### REQUEST:
Pick out every line in the listing below that contains the word "black", and copy each of those lines in full.

### TASK MATERIAL:
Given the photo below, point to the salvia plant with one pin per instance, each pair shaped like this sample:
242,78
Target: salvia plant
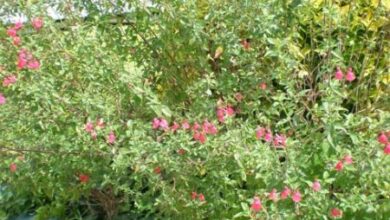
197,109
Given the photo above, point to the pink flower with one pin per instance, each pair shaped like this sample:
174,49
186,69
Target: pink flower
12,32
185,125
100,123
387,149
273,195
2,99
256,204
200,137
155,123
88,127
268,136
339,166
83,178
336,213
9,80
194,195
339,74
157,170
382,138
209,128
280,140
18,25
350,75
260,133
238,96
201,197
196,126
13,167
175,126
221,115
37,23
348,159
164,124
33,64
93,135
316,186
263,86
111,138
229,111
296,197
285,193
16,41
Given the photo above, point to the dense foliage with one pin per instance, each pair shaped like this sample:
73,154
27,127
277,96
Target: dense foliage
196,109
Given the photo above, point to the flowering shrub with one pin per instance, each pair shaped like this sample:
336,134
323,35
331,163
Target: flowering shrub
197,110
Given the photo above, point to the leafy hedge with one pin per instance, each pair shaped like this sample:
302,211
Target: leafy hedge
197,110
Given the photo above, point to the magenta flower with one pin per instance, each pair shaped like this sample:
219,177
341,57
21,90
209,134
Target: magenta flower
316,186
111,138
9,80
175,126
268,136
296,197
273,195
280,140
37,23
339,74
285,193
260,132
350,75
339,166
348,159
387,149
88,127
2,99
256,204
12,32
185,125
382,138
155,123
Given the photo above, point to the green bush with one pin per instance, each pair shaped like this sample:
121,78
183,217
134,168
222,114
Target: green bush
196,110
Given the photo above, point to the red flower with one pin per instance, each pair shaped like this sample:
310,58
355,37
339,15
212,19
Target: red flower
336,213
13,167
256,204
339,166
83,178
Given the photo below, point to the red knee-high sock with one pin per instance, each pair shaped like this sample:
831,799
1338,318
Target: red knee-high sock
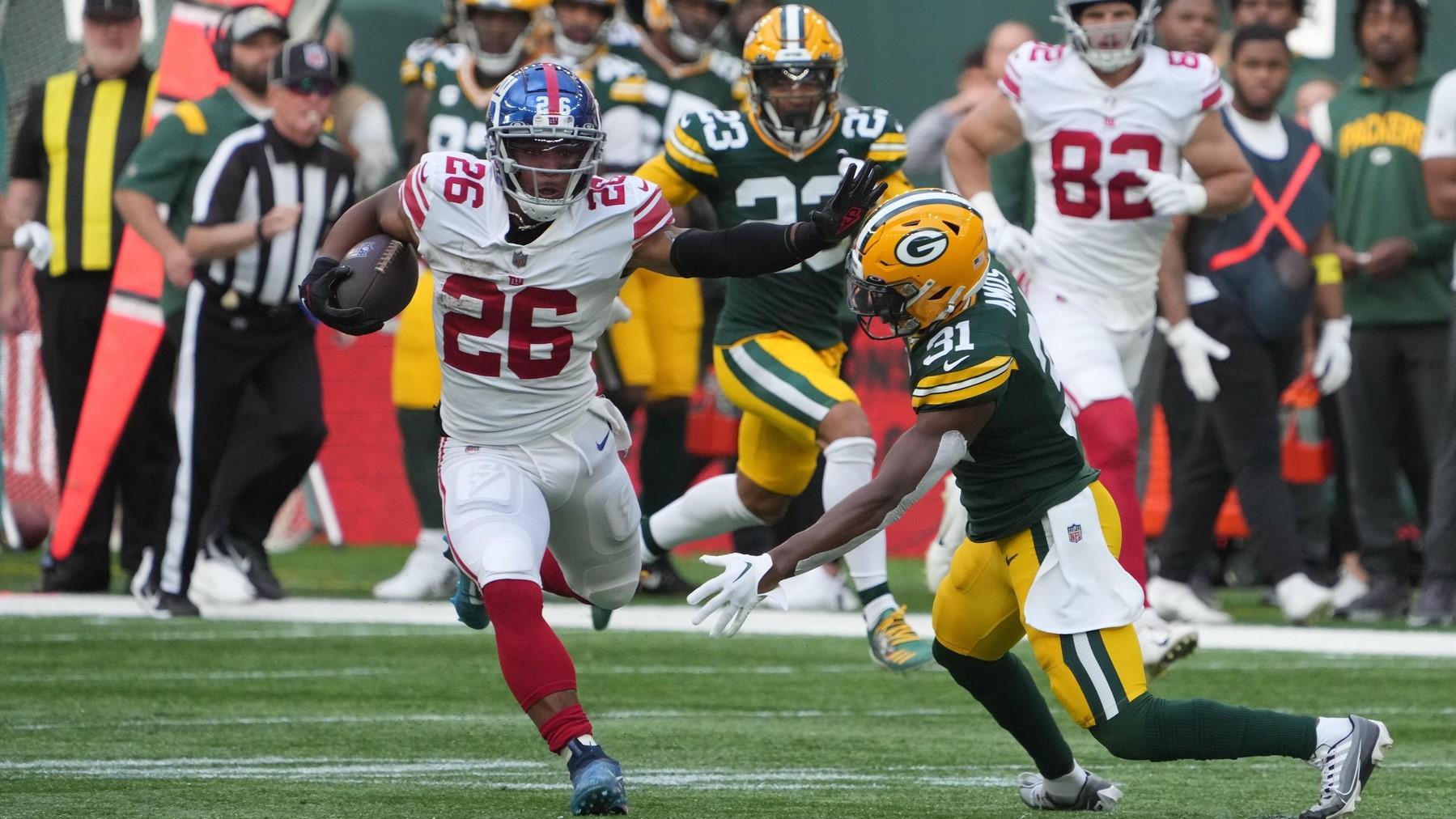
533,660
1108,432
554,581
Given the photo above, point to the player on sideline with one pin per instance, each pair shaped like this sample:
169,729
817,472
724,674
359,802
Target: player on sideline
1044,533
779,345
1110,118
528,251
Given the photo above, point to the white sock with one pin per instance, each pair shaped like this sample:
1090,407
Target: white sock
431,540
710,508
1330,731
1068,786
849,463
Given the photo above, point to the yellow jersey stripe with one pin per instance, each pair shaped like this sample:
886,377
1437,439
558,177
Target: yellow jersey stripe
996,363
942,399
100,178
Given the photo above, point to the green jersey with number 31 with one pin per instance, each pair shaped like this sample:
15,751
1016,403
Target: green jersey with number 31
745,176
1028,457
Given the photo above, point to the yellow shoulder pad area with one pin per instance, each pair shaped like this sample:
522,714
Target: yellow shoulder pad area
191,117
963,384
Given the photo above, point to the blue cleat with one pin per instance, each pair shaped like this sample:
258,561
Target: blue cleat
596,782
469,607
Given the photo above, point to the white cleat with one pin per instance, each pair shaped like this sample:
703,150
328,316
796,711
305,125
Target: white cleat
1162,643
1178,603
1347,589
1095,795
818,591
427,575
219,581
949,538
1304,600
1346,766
* * *
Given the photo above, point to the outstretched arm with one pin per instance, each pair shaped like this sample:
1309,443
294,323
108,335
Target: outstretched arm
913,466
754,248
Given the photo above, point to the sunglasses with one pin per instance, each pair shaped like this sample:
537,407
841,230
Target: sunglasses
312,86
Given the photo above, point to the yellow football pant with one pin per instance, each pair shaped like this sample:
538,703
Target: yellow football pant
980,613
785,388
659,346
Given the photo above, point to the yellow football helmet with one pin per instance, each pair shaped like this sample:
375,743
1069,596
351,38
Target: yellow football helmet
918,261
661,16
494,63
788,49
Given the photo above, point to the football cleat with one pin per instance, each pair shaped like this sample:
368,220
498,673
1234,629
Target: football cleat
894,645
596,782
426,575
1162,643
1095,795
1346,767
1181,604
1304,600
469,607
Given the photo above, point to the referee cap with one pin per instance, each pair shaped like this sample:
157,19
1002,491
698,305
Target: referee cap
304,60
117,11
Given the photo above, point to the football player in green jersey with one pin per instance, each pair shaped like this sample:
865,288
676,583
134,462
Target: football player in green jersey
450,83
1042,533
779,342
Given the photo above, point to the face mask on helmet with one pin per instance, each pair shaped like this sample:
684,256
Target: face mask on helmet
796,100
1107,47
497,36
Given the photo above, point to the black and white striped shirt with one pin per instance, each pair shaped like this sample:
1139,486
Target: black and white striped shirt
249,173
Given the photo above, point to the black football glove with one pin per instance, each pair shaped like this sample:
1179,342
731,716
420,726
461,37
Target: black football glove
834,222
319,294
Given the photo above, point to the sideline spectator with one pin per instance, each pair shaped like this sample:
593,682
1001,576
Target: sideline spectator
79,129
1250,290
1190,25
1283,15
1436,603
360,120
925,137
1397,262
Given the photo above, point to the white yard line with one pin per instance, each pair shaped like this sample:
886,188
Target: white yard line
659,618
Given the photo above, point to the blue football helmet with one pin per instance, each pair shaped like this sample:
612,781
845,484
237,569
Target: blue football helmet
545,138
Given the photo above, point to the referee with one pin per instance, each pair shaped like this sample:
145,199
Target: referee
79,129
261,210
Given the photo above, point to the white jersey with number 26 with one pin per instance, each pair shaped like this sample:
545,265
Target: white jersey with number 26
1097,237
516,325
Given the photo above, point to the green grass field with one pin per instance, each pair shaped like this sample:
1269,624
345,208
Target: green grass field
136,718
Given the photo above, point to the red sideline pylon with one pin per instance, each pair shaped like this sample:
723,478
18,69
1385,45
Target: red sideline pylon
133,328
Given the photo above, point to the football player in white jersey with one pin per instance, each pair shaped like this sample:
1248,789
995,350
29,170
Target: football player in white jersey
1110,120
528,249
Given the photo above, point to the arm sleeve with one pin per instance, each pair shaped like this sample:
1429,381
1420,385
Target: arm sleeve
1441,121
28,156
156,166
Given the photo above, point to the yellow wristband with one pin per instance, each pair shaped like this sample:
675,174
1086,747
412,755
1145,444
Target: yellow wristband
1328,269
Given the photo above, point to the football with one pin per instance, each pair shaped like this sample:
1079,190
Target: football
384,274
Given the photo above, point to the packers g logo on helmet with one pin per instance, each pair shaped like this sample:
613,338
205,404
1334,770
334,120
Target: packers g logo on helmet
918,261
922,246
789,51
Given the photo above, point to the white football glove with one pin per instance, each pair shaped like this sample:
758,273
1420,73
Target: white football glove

### RESPONSE TO THIS TASK:
Given the photo above, point to the black and white striped shirt with one pin per instance, each pair shaped like this sample:
Target: black and white striped shirt
Given the photo above, point to the black football glove with one pin per instance, each pair shaped like this sample:
Target: black football glove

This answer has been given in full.